··· SUPPLIED DATA ···
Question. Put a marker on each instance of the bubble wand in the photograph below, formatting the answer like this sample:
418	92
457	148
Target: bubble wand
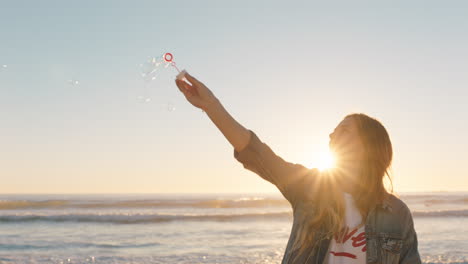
168	57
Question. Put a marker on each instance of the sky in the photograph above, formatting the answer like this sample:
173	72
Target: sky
288	71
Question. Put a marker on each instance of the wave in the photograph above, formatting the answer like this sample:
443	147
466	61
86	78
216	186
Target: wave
142	218
126	218
194	203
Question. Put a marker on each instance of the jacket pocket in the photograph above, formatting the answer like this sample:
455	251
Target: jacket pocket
390	249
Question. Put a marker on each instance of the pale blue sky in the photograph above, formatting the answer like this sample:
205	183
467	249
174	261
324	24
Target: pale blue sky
290	72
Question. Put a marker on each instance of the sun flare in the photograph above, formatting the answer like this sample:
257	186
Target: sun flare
324	160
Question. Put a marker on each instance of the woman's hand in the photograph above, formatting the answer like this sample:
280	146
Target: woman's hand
197	93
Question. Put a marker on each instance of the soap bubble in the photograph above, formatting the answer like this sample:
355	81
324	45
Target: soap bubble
168	106
150	68
144	99
73	82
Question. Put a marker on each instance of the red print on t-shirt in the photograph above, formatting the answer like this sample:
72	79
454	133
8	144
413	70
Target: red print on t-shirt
358	241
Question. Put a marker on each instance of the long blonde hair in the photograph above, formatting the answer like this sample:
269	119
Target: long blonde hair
325	217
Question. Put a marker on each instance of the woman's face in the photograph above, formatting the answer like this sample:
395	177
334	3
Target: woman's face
346	144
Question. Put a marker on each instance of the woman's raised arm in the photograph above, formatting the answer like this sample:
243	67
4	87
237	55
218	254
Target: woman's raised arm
255	155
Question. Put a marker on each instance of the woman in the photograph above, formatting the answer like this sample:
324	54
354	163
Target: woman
341	215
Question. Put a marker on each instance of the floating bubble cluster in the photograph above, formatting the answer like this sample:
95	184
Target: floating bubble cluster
150	70
73	82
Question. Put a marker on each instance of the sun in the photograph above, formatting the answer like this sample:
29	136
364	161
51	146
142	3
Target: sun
323	160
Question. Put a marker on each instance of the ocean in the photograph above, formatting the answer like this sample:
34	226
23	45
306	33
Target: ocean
191	228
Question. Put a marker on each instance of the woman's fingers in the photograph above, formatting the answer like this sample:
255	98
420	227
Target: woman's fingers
192	80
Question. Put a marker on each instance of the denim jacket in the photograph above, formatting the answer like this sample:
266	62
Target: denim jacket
389	229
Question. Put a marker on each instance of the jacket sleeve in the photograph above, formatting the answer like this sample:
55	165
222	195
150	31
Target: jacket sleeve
288	177
409	254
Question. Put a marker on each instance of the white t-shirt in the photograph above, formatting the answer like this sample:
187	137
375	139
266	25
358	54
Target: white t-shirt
351	248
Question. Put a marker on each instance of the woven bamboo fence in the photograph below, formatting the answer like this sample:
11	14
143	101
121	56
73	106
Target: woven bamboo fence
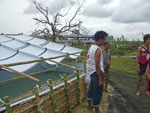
60	99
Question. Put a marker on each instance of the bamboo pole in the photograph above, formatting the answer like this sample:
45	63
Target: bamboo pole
84	65
37	100
78	87
39	60
20	73
7	104
65	65
67	94
53	101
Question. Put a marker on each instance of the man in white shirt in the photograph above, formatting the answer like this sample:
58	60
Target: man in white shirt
95	70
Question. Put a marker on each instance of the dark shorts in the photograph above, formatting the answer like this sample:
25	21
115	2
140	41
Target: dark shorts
95	91
143	68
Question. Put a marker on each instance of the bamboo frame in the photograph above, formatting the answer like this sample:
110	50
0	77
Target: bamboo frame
20	73
65	65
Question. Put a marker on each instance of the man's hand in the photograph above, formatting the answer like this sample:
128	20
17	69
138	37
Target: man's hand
100	83
149	77
108	64
138	70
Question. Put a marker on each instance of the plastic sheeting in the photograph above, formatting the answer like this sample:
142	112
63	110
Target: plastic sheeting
22	37
3	38
9	55
51	45
35	50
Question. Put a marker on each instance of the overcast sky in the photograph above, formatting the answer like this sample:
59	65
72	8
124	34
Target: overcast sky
117	17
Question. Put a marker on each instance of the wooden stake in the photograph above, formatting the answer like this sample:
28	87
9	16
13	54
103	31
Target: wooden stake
84	65
37	99
53	101
7	104
20	73
65	65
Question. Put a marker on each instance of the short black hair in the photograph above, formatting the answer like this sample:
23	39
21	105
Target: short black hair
105	43
146	36
100	35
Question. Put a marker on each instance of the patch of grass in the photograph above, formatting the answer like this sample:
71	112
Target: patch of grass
124	65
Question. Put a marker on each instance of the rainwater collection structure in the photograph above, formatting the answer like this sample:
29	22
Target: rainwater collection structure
35	77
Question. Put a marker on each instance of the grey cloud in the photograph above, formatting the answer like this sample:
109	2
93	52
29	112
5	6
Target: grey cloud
132	12
103	1
96	10
54	5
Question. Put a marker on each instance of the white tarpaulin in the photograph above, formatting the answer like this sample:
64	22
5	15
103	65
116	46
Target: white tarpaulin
50	45
35	50
9	56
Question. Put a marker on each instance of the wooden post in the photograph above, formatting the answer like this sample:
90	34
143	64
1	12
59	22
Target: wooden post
78	86
85	72
37	99
53	101
67	94
7	104
84	65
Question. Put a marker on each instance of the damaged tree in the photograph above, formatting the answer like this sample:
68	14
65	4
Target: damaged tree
53	27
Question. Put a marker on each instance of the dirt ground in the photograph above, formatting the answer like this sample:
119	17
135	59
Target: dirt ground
104	104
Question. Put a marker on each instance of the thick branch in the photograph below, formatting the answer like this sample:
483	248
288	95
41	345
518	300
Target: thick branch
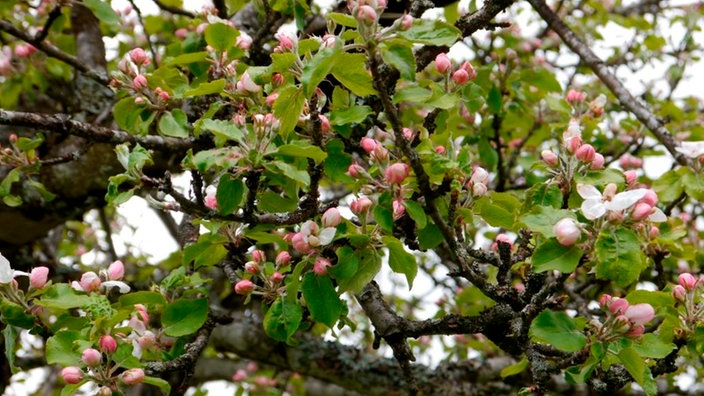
577	45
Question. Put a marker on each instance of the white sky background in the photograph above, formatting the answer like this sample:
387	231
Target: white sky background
147	233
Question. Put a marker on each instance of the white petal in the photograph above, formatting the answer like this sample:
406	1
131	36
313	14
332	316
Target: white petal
593	209
625	199
326	235
124	288
6	273
657	216
588	191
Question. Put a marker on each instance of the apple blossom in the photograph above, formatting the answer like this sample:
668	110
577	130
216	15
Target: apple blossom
567	231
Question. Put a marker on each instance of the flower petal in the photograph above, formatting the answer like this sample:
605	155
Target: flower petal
593	208
6	273
588	191
625	199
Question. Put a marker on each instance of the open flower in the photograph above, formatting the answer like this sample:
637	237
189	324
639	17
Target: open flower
596	204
···
_TASK GOAL_: An exact copy of all the records, free of pictures, is the expected answer.

_FINAL ANSWER_:
Question. Put a marker on each instance of the bubble wand in the photograph below, formatting the answer like this sample:
418	92
457	148
Target: bubble wand
168	57
Question. Put a marker on each instance of the sky in the photograph above, formatting the answer like this sample:
173	72
Target: sky
288	71
Question. Put a marker on each instance of the wave in the photograph above, formatting the answer like this sample:
443	147
466	61
86	78
216	186
Target: wave
142	218
126	218
194	203
Question. Put a marker on each instance of the jacket pocket in the photograph above, formatting the answer like this sample:
455	251
Target: jacket pocket
390	249
Question. Put a marker on each instance of the pale blue sky in the photograph above, formatting the answer like this sample:
205	183
467	249
174	261
324	24
Target: pale blue sky
290	72
Question. Put a marker on each instance of the sun flare in the photograph above, formatting the answer like this sample:
257	186
Target: sun flare
324	160
Question. Put a marker on each instance of the woman's hand in the photograph above, formatting the answer like this sample:
280	146
Target: woman's hand
197	93
Question. Put a marker on each instance of the soap bubble in the photograph above, formatting the answer like this sample:
355	81
324	45
Target: soap bubble
168	106
150	68
144	99
73	82
Question. Put a marker on each instance of the red print on t-shirt in the photograph above, formatting the answer like this sample:
72	79
454	133
8	144
413	70
Target: red print on t-shirt
358	241
Question. Put a marker on each instance of the long blonde hair in the photograph above, formatting the answer like this sample:
269	119
Target: long blonde hair
325	217
Question. Put a marker on each instance of the woman's face in the photograph above, formatting the answer like this sample:
395	177
334	3
Target: woman's face
346	144
Question. Put a marker on each instance of the woman's raised arm in the photograph above, formatting the answer like this sample:
243	67
4	87
237	55
218	254
Target: woman's raised arm
255	155
Question. Put a marker on each instance of the woman in the photograph above, formatting the answer like this sample:
324	54
354	163
Target: woman
341	215
Question. Put a marker on each instance of the floating bubble cluster in the photograph above, formatting the answer like this sample:
95	184
Target: floating bubble cluster
150	70
73	82
Question. Put a marker on each instance of the sun in the photograph above, formatting the answer like this sample:
29	136
364	161
51	146
142	3
Target: sun
323	160
Question. Put a marker on each instance of the ocean in the photograph above, formatting the answer like this sample:
34	226
23	45
306	33
Target: ocean
191	228
Question. Put a marker on each instance of the woman's fingers in the photograph above, formatting the answer like this sample:
255	98
420	227
Target: woman's fingers
192	80
Question. Put a marker on each instance of the denim jacket in the photograph above, formatting the answer like this sample:
266	62
Target: denim jacket
389	229
Question. Put a marker on each instance of the jacket sleeve in the photograph above, formatting the answer like this sample:
55	165
222	195
150	31
Target: jacket sleeve
288	177
409	254
Question. Put a marker on each instance of the white t-shirt in the photograph above, formatting the answer like this sample:
187	137
375	139
266	25
358	54
Target: white t-shirt
351	248
Question. Put a marker on each instance of the woven bamboo fence in the photograph below, formatting the answer like this sample:
11	14
143	101
121	56
73	106
Target: woven bamboo fence
60	99
Question. Put a marker on each instance of the bamboo pole in the photograph above, formatting the answer like this sample:
45	63
Target: bamboo pole
84	65
37	100
78	87
39	60
20	73
7	104
65	65
67	94
53	101
Question. Put a marker on each instance of the man in white shirt in the photograph above, formatting the answer like this sample:
58	60
Target: man in white shirt
95	70
Question. Put a marker on each instance of the dark shorts in the photograph above, formatting the answer like this sample:
25	21
115	2
140	41
Target: dark shorts
95	91
143	68
Question. Put a marker on each instance of the bamboo frame in the photograph above, formatting the answer like this sample:
110	50
0	77
Target: bamboo frame
20	73
65	65
Question. Put a marker on each instance of the man's hand in the photograph above, formatting the answer like this sample:
128	20
17	69
138	37
Target: man's hand
100	83
149	77
108	64
138	70
Question. Put a marker on each instance of the plastic sheeting in the photograph above, formatting the answer like this sample:
142	112
63	110
Target: plastic sheeting
22	37
3	38
9	55
51	45
35	50
Question. Put a marker on each instance of the overcast sky in the photograph above, formatting the answer like this sample:
59	65
72	8
124	34
Target: overcast sky
117	17
Question. Put a marker on each instance of the wooden stake in the photograph above, formatting the answer like this sample:
28	87
9	16
13	54
103	31
Target: wooden stake
84	65
37	99
53	101
7	104
20	73
65	65
Question. Put a marker on each instance of the short black hair in the photograph above, formatting the answer like this sample:
23	39
21	105
Target: short black hair
105	43
146	36
100	35
Question. Put a marker on each instance of the patch of grass in the photograph above, formatting the answer like this sample:
71	112
Target: patch of grass
124	65
Question. Put a marker on each instance of the rainwater collection structure in the photograph above, formatting the answer like this sample:
29	22
Target: rainwater collection structure
35	77
Question. Put a marker on each instance of the grey cloud in the photograph above, formatting the answer like this sample:
109	2
93	52
29	112
5	6
Target: grey cloud
132	12
103	1
96	10
54	5
Question. Put a marker on each instance of the white tarpaulin in the photograph above, formatting the answer like this sample:
64	22
5	15
103	65
116	46
Target: white tarpaulin
50	45
35	50
9	56
Question. Put a marker on each instance of the wooden post in the photograph above, formatting the answer like this sample:
90	34
143	64
1	12
59	22
Target: wooden post
78	86
85	72
37	99
53	101
67	94
7	104
84	65
Question. Put a marker on each instance of the damaged tree in the photograph above, formatting the answer like this sample:
68	14
65	4
Target: damaged tree
53	27
Question. Put a marker on each instance of the dirt ground in the photograph above, formatting the answer like this sample:
119	17
135	59
Target: dirt ground
104	104
Question. Put a marker on each instance of the thick branch in the photograph below, formatting the answer like this sample:
483	248
288	95
41	345
518	300
Target: thick branch
577	45
Question. Put a marker on each instance of the white sky background in the photograph above, formatting the answer like this sample:
387	231
Target: white sky background
147	233
Question. Put a marker on each instance of the white petal in the photograph above, formatting the answer like this sample:
406	1
131	36
313	14
332	316
Target: white petal
593	209
625	199
326	235
124	288
6	273
657	216
588	191
Question. Put a marker on each instance of the apple blossom in the photograph above, formatting the answer like this sample:
668	110
577	130
216	15
Target: apple blossom
567	231
Question. Put a marker on each instance of the flower petal in the photograph above, formatting the answer like this sample:
605	155
Target: flower petal
593	208
6	273
588	191
625	199
Question. Put a marker on each instance of the open flower in the photograph above, formatting the answer like this sample:
637	237
189	324
639	17
Target: open flower
596	204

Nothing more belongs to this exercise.